RECORDS FOR THIS EXERCISE start

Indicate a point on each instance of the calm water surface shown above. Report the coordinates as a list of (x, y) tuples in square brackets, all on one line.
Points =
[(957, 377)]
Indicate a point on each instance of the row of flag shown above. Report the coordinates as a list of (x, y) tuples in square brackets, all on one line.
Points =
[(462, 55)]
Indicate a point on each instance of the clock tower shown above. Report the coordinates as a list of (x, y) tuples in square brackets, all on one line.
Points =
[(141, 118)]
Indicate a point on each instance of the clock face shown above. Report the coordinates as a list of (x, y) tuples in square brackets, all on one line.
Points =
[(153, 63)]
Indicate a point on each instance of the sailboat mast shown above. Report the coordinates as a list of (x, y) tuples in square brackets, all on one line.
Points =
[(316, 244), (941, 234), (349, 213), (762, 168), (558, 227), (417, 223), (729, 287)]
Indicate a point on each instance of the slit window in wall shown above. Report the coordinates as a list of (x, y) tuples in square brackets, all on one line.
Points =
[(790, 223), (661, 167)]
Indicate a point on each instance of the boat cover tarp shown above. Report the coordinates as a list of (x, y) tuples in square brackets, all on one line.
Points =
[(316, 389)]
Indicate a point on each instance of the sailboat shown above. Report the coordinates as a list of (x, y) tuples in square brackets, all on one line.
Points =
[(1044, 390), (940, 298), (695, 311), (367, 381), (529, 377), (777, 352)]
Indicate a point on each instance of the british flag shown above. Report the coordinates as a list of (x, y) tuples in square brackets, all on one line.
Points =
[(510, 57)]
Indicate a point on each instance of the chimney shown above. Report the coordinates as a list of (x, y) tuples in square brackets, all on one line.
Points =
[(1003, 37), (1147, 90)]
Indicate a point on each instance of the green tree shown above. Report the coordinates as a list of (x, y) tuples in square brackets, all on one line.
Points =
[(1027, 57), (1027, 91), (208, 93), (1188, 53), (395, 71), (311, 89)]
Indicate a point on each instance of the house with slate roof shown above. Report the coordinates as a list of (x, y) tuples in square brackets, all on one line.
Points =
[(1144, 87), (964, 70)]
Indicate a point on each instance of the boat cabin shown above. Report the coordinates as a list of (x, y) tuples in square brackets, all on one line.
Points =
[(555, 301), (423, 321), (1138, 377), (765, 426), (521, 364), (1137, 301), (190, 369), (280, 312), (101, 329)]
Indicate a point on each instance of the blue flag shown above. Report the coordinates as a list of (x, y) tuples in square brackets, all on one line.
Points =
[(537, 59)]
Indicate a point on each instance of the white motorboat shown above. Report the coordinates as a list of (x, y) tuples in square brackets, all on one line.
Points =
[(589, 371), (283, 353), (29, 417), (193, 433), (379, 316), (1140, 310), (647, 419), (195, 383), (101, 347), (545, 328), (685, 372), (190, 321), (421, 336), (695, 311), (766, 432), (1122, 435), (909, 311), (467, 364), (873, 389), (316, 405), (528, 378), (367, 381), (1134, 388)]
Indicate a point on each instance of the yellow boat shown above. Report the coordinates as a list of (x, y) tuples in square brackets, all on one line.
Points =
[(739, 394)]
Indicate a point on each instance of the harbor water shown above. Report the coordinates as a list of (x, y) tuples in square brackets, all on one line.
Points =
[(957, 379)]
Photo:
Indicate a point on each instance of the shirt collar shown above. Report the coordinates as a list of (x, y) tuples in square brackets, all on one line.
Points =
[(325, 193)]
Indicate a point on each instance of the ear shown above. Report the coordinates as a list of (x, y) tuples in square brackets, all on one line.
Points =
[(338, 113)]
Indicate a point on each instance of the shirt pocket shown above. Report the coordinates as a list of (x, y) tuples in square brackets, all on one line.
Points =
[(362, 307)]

RECORDS FOR THIS EXERCISE end

- BRIEF
Reproduce the records word for word, starting from their first line and ending with the line that contains "223), (729, 287)]", both included.

- THE REPLY
Indicate a point on each instance of the calm water surface shown above. Report the coordinates as a list of (x, y) tuples in square brackets, all on one line.
Points =
[(957, 377)]
Indicate a point on each instance of the row of flag shown above. Report the coordinates as a list of (x, y) tuples in square brackets, all on one line.
Points =
[(462, 55)]
Indicate a point on each instance of the clock tower shown above. Report the coordinates as a list of (x, y) tuples in square brackets, all on one line.
Points =
[(141, 118)]
Indicate a point on each instance of the clock face shown above. Report the coordinates as a list of (x, y) tuples in square brackets, all on one line.
Points =
[(153, 63)]
Indicate a point on each instance of the sailboat mast shown above. Report the coordinates as a list of (x, y) tuples in square brackets, all on one line.
Points =
[(316, 244), (941, 234), (349, 213), (762, 168), (558, 227), (417, 223), (729, 287)]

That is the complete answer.